*ASSIGNMENT*:
Say how many lines in the records include the string "bride", adding no other words.

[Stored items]

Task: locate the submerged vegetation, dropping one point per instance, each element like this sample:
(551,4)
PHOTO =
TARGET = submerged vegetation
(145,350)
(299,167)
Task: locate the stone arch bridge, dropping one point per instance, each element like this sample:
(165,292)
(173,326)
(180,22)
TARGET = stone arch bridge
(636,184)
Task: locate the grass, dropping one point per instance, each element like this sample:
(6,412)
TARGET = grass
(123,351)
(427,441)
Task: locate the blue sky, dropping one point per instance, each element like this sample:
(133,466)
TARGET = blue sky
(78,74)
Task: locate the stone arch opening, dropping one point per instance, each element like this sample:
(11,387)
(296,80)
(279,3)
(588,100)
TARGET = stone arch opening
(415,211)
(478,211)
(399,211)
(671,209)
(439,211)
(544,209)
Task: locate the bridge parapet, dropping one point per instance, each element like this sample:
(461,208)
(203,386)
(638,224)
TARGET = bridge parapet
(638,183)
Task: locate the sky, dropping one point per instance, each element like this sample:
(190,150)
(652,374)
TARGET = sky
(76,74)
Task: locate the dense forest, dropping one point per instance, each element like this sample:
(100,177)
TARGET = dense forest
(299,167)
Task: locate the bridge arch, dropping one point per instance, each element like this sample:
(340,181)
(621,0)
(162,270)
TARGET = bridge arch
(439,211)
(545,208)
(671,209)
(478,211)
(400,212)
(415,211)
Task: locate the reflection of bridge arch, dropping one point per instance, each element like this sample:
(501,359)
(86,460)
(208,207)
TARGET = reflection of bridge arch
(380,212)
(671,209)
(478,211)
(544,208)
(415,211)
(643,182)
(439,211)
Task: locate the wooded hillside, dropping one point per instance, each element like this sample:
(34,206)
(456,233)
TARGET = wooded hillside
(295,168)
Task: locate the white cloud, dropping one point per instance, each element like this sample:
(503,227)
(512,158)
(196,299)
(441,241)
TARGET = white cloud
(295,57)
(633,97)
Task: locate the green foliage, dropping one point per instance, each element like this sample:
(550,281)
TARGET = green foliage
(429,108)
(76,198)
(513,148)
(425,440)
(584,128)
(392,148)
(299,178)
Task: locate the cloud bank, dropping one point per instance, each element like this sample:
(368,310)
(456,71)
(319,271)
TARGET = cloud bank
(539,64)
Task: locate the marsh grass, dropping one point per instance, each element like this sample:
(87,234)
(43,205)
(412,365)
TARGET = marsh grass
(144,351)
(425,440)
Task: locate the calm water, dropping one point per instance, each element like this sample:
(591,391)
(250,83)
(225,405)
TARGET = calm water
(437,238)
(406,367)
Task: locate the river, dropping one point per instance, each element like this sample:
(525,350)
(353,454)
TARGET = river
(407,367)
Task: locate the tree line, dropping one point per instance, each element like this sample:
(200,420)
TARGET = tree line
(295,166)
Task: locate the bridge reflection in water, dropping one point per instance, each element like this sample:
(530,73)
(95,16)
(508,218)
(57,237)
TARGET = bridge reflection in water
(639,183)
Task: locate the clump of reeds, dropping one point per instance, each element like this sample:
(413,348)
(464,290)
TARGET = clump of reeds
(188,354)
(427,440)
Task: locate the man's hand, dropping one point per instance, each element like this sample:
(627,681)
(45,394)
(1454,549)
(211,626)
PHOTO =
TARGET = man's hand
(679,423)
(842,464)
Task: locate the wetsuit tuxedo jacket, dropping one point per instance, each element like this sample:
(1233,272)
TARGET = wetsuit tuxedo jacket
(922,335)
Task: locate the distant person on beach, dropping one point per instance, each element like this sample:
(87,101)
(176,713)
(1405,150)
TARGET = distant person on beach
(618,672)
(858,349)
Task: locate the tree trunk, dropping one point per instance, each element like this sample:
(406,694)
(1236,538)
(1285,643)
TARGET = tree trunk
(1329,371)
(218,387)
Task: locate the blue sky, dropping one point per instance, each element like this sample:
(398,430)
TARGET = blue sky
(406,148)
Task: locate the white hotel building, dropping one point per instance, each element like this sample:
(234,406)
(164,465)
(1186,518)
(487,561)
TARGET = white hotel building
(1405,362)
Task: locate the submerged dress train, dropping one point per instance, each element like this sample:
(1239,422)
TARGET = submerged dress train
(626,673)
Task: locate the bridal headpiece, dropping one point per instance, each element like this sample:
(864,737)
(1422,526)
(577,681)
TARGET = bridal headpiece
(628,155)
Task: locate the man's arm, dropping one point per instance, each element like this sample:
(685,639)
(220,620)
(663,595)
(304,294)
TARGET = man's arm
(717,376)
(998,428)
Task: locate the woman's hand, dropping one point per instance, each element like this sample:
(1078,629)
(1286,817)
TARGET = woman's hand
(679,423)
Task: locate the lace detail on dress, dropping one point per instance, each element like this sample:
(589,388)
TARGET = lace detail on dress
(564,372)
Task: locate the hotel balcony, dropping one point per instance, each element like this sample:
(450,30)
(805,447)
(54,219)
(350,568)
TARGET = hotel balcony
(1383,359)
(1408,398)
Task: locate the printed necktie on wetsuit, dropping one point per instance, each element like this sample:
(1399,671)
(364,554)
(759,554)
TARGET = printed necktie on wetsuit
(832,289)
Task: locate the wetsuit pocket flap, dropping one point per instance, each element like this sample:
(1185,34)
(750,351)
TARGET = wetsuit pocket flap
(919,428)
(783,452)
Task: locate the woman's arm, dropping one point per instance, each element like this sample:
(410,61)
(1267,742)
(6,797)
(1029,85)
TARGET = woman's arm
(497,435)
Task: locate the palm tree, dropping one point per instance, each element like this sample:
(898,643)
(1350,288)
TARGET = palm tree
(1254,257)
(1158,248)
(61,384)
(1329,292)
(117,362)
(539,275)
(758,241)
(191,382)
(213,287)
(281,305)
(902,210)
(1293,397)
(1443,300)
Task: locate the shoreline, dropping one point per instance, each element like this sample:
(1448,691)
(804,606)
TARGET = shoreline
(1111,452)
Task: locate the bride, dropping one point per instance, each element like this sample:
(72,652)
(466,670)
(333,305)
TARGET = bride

* * *

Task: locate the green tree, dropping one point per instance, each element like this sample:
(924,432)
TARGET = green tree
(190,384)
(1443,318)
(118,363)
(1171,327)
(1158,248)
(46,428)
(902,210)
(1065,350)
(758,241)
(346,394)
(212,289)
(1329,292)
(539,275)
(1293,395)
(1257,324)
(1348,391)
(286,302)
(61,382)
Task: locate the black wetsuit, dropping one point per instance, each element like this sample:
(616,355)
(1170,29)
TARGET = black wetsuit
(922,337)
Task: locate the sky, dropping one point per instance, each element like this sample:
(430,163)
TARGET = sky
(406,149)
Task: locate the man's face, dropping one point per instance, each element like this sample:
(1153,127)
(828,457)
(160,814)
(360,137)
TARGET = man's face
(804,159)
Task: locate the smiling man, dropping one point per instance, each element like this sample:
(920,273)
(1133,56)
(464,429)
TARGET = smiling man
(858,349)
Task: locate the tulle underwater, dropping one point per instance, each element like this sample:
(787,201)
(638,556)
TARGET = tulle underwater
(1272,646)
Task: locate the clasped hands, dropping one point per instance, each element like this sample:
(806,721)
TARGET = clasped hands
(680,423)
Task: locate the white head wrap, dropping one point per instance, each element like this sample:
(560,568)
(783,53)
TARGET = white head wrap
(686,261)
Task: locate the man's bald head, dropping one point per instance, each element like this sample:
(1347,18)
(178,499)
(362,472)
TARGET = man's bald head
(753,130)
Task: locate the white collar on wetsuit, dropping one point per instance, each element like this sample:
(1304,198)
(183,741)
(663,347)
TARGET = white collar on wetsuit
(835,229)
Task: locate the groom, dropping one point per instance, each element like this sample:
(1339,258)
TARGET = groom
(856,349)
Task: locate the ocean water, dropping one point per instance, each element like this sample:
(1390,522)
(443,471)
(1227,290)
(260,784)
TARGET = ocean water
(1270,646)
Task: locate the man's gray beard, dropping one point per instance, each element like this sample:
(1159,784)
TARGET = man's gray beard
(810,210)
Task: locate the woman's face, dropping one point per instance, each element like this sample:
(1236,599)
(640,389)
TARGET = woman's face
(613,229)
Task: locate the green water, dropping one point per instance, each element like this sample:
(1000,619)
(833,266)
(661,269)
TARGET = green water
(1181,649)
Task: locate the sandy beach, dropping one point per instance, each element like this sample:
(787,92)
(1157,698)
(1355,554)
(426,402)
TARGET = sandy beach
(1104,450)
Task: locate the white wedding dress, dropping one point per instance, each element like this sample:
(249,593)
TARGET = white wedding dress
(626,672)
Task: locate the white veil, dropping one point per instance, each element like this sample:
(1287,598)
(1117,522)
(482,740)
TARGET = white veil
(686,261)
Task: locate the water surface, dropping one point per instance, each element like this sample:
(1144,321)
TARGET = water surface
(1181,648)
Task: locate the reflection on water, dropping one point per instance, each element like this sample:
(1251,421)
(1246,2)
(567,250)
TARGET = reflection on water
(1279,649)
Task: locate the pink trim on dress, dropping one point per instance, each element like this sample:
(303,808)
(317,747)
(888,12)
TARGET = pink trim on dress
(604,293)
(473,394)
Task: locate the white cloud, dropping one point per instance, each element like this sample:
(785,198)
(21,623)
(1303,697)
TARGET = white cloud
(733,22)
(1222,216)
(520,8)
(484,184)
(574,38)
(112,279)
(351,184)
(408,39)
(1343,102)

*EXPECTED ANSWER*:
2